● Selected text:
-- Opening Marker --
This is not just happening in democratic regimes. Indeed, part of the democratic recession of the last 15 years ago has been the ways in which countries that used to be classified as “competitive authoritarian” states have mostly gone full authoritarian. This is particularly true if one looks at the autocratic members of the G-20. Over the past five years Mohammed bin Salman has consolidated his power in Saudi Arabia (to the consternation of U.S. officials). Vladimir Putin has rewritten the Russian constitution to ensure his grip on power can continue into the 2030s. And last month Xi Jinping cemented his control over the Chinese Communist Party in a 20th Party Congress that included the world’s most awkward brush-off of his predecessor Hu Jintao.
You get the point: an awful lot of leaders across the globe are exercising power with fewer domestic constraints. This means, in turn, that the psychology of those individual leaders matters more. They can enact policies that might not be wise or strategic, and yet no one else is their country has the ability to countermand them. With fewer internal constraints on their range of behavior, they can engage in riskier or more counterproductive strategies on the global stage. Activities like, you know, getting bogged down after invading a neighboring country or persisting in pandemic policies that exact an enormous economic cost.
Does this mean they are all as immature as Donald Trump? Not exactly. Vladimir Putin and Xi Jinping are a lot of things, but they don’t suffer from, say, a short attention span or an inclination for temper tantrums (that we know of). Xi didn’t scream at Hu Jintao when he resisted leaving the 20th Party Congress, he just stared straight ahead like a cold-blooded martinet.
-- Closing Marker --
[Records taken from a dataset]
-- Opening Marker --
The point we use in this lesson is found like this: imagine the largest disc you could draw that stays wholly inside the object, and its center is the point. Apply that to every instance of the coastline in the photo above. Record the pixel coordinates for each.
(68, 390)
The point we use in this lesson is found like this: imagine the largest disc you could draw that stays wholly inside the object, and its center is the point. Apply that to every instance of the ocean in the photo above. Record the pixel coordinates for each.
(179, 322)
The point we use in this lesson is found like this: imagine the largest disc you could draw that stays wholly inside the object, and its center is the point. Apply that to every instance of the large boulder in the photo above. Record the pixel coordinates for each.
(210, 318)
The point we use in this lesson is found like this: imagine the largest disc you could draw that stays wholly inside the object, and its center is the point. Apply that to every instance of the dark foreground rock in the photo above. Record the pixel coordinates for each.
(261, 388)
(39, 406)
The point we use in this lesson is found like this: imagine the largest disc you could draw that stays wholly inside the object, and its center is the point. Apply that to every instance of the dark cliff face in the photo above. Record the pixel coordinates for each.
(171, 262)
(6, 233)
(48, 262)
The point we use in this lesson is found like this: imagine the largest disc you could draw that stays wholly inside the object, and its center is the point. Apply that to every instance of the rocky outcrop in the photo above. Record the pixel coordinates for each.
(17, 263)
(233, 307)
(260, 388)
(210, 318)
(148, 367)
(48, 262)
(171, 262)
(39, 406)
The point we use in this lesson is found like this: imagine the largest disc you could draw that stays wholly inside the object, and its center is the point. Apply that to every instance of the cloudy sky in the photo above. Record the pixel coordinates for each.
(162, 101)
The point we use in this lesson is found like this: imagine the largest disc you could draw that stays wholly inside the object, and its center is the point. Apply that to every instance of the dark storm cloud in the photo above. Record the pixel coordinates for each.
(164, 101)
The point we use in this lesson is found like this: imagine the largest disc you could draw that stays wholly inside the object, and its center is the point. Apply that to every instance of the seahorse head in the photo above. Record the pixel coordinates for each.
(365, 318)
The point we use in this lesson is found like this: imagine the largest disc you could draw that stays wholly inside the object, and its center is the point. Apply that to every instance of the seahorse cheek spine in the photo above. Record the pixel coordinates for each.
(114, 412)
-- Closing Marker --
● Things to do:
#1 List every person named in the passage on authoritarian leaders.
#2 Continue the passage on authoritarian leaders from the point where it ends.
These records have no connection to the passage on authoritarian leaders.

● Answers in order:
#1 Mohammed bin Salman, Vladimir Putin, Xi Jinping, Hu Jintao, Donald Trump

#2
We are not seeing a rise in immature leadership; rather, we are seeing a rise of less constrained leadership. There is now a wider variance in foreign policy behavior. This, in turn, means that one of the few remaining checks on a state’s risk-taking behavior is the rest of the international system. In a weird way the world is morphing into a system in which the simplifying assumption of treating the state as a unitary actor seems more plausible. But this shift does not mean that analysts can rely on simple rational choice models. Rather, we need to burrow ever deeper into the political psychology of individual leaders.
As per usual, it’s an exciting time for political scientists. Which means it’s a fraught time for everyone else.
"That was a very interesting and concerning read. I hadn't realized that autotcratic leaders with few constraints on thier behavior were becoming more numerous and so their individual psychology becomes more important. Given that absolute power is psychologically corrosive both morally and in decision making that is not a happy thought at all.
I'm not sure you're giving enough credit to the "bureaucracy". The various memoirs of people who served in the Trump administration all recount times in which they resisted Trump's impulsive dictates. Granted, it's a skewed sample but Esper, Milley, Bolton, et.al share such anecdotes.
I recall Nixon'x aides did much the same thing. And before that Neustadt wrote about similar processes.
Possibly it's less a decline in the formal and informal checks on the president and more that presidents from Carter through to Obama didn't need to be managed or resisted by their aides and bureaucracies?